■ Assignment ■
Could you write out the Geminid meteor shower text again, starting with "It’s time for" and going on through "(EST) Monday morning.", but switch "third-quarter Moon" to "last-quarter Moon"?

Viewing & Photographing The 2014 Geminid Meteor Shower

It’s time for the Geminids!

The Geminid Meteor Shower ranks among the best meteors showers of the year, producing around 120 meteors per hour in ideal viewing conditions.

This year, the peak occurs over two nights for North American viewers—tomorrow evening through Sunday morning and Sunday evening through Monday morning. The third-quarter Moon interferes somewhat this year, rising at 12:07am (EST) on Sunday morning and at 1:02am (EST) Monday morning.

That’s not all bad news, however. Unlike most meteor showers, which don’t become active until after midnight, the Geminids will become visible soon after nightfall, so you’ll have good viewing on both nights before the moon rises.

A particularly bright Geminid meteor from the 2012 shower lights in the western North Carolina sky. Nikon D800, Nikon 14-24mm f/2.8 lens at 14mm, ISO 2000, 20 seconds, f/2.8.

Meteor showers are named for the constellation or brightest star that lies nearest the radiant, and in the case of the Geminids, that’s near the star Castor in the constellation Gemini. The radiant is the point from which the meteors appear to radiate if you follow their path backward. While it is possible to see some meteors while the radiant is below the horizon, you’ll see most of them when it is high in the sky.

■ Supplied material ■
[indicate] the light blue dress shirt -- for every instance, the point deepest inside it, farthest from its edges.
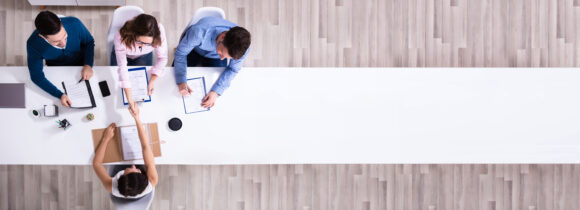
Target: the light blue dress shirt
(201, 37)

■ Answer section ■
It’s time for the Geminids!

The Geminid Meteor Shower ranks among the best meteors showers of the year, producing around 120 meteors per hour in ideal viewing conditions.

This year, the peak occurs over two nights for North American viewers—tomorrow evening through Sunday morning and Sunday evening through Monday morning. The last-quarter Moon interferes somewhat this year, rising at 12:07am (EST) on Sunday morning and at 1:02am (EST) Monday morning.